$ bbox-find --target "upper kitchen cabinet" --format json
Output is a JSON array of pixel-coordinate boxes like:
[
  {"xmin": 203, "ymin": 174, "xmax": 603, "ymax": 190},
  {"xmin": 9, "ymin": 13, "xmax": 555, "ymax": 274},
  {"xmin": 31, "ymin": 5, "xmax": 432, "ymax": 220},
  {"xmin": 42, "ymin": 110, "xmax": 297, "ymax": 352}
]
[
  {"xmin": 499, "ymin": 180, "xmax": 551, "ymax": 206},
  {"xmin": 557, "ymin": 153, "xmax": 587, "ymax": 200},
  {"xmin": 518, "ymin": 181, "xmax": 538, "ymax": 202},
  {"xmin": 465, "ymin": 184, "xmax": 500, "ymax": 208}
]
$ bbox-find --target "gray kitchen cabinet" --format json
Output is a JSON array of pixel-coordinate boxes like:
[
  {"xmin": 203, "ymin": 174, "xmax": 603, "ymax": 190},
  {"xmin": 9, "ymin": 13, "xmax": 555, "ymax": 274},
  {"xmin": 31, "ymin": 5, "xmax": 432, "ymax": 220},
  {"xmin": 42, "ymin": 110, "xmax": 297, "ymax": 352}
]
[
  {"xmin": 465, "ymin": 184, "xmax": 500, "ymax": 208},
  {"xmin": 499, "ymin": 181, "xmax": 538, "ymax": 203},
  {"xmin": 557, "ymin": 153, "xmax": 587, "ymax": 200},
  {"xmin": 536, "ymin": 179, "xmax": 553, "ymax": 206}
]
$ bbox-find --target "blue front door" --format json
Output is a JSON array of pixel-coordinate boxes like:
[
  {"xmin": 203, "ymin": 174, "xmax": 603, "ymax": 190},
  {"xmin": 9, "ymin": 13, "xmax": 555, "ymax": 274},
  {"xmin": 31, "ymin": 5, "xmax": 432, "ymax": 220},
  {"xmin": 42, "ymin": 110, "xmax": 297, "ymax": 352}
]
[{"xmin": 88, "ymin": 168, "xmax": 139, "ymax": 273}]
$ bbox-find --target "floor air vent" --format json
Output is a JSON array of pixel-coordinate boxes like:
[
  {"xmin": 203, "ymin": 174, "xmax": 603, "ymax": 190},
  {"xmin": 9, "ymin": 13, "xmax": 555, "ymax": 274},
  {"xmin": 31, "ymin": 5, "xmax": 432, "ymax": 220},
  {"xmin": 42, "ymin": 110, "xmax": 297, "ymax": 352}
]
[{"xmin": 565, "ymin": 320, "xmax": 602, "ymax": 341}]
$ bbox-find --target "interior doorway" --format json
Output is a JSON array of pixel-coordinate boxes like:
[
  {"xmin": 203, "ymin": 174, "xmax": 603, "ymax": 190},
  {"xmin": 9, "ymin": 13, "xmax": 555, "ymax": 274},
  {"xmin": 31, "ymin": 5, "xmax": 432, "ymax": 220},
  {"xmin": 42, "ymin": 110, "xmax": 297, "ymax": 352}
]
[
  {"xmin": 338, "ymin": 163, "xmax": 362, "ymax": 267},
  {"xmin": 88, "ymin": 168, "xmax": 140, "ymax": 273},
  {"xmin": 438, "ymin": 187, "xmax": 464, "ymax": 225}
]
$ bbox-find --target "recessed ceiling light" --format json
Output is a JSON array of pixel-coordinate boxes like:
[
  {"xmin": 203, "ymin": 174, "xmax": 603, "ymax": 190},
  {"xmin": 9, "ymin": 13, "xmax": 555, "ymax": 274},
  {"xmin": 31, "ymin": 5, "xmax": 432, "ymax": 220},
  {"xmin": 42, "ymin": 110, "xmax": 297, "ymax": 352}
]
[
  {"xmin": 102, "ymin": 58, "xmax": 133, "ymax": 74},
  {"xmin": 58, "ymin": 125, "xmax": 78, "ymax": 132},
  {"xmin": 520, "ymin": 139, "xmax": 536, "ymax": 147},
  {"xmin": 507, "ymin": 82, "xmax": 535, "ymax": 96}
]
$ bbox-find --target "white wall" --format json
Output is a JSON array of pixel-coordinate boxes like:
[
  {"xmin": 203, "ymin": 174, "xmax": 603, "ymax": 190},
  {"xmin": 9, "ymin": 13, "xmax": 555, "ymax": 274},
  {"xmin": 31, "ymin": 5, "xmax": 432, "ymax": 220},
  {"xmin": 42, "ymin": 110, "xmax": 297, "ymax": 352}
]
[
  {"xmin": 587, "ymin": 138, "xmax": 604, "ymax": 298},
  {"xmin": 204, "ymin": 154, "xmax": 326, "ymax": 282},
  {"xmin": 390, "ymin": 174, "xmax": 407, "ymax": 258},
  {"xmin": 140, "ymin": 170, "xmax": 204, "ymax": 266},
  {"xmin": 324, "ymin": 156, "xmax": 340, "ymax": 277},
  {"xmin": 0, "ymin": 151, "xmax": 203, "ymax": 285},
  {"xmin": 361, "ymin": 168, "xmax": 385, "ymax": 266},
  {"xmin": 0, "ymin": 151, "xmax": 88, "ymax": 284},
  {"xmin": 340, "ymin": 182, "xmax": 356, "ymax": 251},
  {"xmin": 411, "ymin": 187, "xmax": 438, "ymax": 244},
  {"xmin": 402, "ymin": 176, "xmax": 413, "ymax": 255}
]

● ● ● ● ●

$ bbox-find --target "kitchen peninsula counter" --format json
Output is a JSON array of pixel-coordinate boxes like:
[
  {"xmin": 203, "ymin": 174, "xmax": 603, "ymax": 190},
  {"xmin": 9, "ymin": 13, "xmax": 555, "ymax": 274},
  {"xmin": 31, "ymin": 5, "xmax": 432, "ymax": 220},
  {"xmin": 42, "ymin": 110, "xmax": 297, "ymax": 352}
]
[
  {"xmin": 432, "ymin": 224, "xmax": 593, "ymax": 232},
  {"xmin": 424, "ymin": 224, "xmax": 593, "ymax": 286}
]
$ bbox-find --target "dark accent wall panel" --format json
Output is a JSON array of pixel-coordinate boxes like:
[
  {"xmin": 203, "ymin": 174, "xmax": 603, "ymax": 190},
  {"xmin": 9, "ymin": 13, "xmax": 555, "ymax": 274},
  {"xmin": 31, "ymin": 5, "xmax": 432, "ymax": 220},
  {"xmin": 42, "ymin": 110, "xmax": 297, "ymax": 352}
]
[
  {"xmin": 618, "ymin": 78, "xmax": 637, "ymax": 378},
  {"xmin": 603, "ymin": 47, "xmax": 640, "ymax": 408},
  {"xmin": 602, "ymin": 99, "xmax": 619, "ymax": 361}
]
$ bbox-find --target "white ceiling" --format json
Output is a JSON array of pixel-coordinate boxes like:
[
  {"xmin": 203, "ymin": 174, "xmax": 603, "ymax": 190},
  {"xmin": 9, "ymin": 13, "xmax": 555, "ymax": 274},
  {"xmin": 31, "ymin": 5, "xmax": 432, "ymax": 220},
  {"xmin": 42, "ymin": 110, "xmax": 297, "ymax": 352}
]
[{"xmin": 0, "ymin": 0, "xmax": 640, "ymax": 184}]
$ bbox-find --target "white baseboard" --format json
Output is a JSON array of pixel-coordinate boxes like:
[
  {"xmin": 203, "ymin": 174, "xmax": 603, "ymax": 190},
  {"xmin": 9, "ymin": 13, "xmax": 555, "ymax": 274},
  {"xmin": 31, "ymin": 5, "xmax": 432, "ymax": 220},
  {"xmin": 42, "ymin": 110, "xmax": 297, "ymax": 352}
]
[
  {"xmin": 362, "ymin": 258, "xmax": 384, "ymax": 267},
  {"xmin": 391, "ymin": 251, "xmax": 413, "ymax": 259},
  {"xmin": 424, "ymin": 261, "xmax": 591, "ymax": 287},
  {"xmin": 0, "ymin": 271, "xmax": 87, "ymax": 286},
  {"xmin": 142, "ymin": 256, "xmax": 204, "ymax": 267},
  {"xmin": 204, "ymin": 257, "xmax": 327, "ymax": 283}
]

● ● ● ● ●

--- TASK BRIEF ---
Count the lines in the records that contain the word "white". Give only the number.

--- COMPLETE RESPONSE ---
3